[Problem statement]: Leave out the lines before the one with "the parked car"; output that line and all remaining lines of the records exactly.

Task material section start

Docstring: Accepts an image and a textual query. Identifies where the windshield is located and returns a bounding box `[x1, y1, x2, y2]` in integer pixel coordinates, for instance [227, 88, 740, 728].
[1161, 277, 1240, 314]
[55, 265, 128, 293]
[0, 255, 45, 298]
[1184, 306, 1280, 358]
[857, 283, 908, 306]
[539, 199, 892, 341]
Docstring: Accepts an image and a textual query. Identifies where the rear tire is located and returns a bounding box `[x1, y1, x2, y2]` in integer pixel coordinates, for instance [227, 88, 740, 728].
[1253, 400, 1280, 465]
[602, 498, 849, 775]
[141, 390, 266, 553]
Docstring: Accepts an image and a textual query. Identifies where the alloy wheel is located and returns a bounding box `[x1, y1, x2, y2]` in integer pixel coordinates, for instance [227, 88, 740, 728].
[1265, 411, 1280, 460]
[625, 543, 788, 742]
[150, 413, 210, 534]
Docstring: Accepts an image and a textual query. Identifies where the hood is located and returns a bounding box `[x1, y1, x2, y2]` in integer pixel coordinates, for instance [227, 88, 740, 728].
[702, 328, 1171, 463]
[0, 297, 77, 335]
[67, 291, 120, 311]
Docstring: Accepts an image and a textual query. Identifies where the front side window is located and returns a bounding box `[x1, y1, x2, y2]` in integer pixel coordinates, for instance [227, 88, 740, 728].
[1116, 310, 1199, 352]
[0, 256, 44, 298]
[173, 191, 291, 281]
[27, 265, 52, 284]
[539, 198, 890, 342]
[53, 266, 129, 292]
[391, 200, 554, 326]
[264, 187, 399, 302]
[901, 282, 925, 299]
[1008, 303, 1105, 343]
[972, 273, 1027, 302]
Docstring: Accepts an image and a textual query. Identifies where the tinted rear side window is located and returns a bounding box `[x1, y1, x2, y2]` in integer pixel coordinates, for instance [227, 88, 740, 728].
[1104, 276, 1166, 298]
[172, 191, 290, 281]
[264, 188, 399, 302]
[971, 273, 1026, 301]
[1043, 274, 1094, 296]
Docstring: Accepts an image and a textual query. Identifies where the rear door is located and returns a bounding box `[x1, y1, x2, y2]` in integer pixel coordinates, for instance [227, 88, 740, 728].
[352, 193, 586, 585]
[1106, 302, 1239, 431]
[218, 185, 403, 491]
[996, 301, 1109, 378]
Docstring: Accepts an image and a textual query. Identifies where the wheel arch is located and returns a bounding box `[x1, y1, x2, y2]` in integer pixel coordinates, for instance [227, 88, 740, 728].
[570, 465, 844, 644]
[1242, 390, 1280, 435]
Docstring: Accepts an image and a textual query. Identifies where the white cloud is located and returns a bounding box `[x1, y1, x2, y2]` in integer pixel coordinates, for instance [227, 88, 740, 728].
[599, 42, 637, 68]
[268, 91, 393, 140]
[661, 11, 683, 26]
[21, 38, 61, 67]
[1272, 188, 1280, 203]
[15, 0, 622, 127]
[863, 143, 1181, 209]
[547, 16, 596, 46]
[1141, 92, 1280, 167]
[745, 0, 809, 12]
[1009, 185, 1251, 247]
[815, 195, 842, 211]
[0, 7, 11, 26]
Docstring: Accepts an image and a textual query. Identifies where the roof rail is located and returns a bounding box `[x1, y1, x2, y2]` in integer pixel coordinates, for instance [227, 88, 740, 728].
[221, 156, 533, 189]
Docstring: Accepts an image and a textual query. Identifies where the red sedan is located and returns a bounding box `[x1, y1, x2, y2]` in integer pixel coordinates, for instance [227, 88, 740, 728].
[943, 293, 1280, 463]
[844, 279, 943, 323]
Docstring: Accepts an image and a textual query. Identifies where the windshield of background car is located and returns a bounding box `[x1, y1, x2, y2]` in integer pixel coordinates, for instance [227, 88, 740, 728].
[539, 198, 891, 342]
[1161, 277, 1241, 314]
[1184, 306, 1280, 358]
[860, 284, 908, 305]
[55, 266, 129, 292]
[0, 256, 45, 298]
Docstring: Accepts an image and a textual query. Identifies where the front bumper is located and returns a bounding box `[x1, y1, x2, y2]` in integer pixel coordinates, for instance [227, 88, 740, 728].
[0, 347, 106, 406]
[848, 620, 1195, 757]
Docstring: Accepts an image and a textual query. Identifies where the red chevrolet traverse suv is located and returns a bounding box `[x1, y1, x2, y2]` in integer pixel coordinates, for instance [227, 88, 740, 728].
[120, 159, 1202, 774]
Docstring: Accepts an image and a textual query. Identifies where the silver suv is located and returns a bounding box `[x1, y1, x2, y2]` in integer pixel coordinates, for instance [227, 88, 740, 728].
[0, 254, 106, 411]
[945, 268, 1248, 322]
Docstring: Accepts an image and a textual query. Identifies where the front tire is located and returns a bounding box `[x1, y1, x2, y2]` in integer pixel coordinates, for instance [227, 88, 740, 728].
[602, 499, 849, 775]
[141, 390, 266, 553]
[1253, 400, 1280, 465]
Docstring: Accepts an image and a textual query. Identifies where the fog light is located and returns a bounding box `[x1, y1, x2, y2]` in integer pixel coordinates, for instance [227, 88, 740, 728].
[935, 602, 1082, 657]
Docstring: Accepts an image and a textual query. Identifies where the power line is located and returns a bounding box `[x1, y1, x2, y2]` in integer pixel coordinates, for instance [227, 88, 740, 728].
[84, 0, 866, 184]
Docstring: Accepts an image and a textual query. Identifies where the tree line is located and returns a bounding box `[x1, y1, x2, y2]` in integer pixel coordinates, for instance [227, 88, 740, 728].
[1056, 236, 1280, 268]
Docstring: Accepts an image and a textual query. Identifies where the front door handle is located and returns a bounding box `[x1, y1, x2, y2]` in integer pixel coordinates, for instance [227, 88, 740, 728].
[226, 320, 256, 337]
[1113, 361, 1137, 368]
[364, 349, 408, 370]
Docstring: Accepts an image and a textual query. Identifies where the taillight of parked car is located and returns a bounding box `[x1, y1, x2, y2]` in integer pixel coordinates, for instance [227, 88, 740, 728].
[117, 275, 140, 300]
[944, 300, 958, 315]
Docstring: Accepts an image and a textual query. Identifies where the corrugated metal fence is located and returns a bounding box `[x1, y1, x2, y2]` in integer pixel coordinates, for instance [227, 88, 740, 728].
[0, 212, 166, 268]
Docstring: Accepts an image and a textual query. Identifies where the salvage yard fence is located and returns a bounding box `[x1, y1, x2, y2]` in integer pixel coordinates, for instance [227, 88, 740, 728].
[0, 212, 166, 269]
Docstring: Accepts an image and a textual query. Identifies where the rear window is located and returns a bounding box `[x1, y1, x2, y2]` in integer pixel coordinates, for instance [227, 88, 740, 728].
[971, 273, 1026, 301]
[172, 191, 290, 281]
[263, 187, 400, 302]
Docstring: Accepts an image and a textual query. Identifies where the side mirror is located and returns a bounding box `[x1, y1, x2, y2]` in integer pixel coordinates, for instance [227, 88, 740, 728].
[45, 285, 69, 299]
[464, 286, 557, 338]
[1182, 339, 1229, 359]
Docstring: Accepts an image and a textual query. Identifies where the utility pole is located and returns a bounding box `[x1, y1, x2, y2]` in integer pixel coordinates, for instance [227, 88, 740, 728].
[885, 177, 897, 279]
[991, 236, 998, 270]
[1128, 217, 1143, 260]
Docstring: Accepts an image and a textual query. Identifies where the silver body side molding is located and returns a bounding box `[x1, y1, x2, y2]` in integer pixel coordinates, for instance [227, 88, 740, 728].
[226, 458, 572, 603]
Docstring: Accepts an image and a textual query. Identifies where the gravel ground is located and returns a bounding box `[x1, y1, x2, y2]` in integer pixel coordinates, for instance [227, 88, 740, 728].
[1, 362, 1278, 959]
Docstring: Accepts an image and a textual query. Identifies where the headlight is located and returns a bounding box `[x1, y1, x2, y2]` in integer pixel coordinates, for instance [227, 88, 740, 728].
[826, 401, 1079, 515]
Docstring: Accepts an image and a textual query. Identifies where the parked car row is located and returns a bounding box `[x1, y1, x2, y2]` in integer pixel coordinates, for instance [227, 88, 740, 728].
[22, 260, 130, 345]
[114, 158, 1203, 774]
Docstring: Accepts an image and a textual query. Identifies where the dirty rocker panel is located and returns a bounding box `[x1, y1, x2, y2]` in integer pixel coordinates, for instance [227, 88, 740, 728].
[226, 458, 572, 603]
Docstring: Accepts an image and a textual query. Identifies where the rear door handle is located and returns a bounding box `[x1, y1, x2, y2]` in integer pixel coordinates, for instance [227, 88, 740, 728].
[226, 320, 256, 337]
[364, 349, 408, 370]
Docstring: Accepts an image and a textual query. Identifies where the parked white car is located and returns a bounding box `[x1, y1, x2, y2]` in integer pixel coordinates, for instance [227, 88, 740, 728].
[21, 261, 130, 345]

Task material section end

[Written solution]:
Docstring: Accepts an image and a textual query. Identifies where the parked car row is located and returns a bounding box `[x1, y1, x2, y2]` in integer pixel coordinates, for instance [227, 88, 740, 728].
[22, 260, 130, 345]
[114, 158, 1203, 774]
Docstring: Accepts an image and a textual query. Identifies where the dirty rocker panel is located and returns a bounding box `[x1, y1, x2, y2]` in integer pixel coordinates, for instance [227, 88, 740, 728].
[226, 458, 572, 603]
Docstring: Accepts an image and a textual query. Identifies where the rear door handle is located and returns a bounding box `[x1, y1, x2, y2]` in integer pixel coordinates, for instance [227, 88, 740, 728].
[226, 320, 256, 337]
[364, 349, 408, 370]
Docstring: Accepts an image and a textual query. Identifies where the parked white car is located and returns a bounding box `[x1, y1, x2, y2]` in integer pixel coordinates, for instance [227, 88, 740, 728].
[21, 261, 130, 345]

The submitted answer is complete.